WORK REQUIRED
Output verbatim the lines below, from the line containing "Target: black arrow marking on sign" through the final line, inclusive.

DATA SUPPLIED
((

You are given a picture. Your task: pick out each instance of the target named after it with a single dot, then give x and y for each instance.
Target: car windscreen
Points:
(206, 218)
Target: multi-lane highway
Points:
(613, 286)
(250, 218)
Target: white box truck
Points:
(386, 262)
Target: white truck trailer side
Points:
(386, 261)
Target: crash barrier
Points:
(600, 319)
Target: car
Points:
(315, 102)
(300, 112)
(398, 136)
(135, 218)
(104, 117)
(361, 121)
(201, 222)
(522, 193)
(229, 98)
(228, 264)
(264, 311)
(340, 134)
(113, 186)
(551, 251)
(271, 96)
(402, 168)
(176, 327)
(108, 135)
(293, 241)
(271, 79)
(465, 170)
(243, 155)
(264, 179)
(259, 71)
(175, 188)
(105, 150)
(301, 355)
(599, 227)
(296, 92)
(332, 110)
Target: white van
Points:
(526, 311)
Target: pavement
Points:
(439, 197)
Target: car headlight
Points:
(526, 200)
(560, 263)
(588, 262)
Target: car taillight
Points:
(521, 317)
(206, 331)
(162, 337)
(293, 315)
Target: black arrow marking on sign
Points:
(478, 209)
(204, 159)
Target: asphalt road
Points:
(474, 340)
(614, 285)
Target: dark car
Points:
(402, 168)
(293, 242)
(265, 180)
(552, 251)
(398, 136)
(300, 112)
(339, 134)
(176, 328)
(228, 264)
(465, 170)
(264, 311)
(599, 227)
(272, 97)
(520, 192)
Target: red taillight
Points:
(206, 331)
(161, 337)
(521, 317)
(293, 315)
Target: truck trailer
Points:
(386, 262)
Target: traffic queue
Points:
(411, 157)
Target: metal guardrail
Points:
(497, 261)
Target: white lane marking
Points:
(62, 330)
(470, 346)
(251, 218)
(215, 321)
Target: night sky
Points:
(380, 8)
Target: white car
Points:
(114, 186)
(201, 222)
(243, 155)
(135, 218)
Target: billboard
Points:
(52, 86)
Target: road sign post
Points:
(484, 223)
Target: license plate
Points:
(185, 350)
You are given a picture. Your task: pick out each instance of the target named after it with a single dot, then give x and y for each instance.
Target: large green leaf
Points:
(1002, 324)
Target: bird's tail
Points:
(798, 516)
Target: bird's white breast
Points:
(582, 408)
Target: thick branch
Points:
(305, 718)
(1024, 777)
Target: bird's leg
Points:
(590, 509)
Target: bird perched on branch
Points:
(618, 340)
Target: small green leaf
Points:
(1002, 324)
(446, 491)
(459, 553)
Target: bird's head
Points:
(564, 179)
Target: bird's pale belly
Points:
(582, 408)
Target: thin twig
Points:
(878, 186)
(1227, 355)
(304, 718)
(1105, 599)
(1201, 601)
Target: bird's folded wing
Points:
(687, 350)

))

WORKED ANSWER
Target: black arrow marking on sign
Points:
(478, 209)
(204, 159)
Target: asphalt road
Points:
(474, 340)
(614, 285)
Target: dark car
Points:
(402, 168)
(293, 242)
(265, 180)
(552, 251)
(398, 136)
(300, 112)
(339, 134)
(176, 328)
(228, 264)
(465, 170)
(264, 311)
(599, 227)
(272, 97)
(520, 192)
Target: red taillight
Points:
(206, 331)
(161, 337)
(521, 317)
(293, 315)
Target: truck trailer
Points:
(386, 262)
Target: traffic queue
Points:
(411, 157)
Target: metal guardrail
Points:
(497, 261)
Target: white lane marking
Points:
(62, 330)
(470, 346)
(251, 218)
(215, 321)
Target: night sky
Points:
(380, 8)
Target: white car
Points:
(114, 186)
(201, 222)
(243, 155)
(135, 218)
Target: billboard
Points:
(52, 86)
Target: road sign post
Points:
(484, 223)
Target: license plate
Points:
(185, 350)
You are given a picture. Your task: pick out each instance of the target named after it with a single dot, then give x and y for each instance.
Target: large green leaf
Points:
(1002, 324)
Target: bird's tail
Points:
(798, 516)
Target: bird's white breast
Points:
(582, 408)
Target: thick branch
Points:
(305, 718)
(1024, 777)
Target: bird's leg
Points:
(590, 509)
Target: bird perched on branch
Points:
(618, 340)
Target: small green leaf
Points:
(1002, 324)
(446, 491)
(459, 553)
Target: bird's head
Points:
(564, 179)
Target: bird's pale belly
Points:
(582, 408)
Target: thin twig
Points:
(878, 186)
(1227, 355)
(304, 718)
(1105, 599)
(1201, 601)
Target: bird's folded wing
Points:
(687, 350)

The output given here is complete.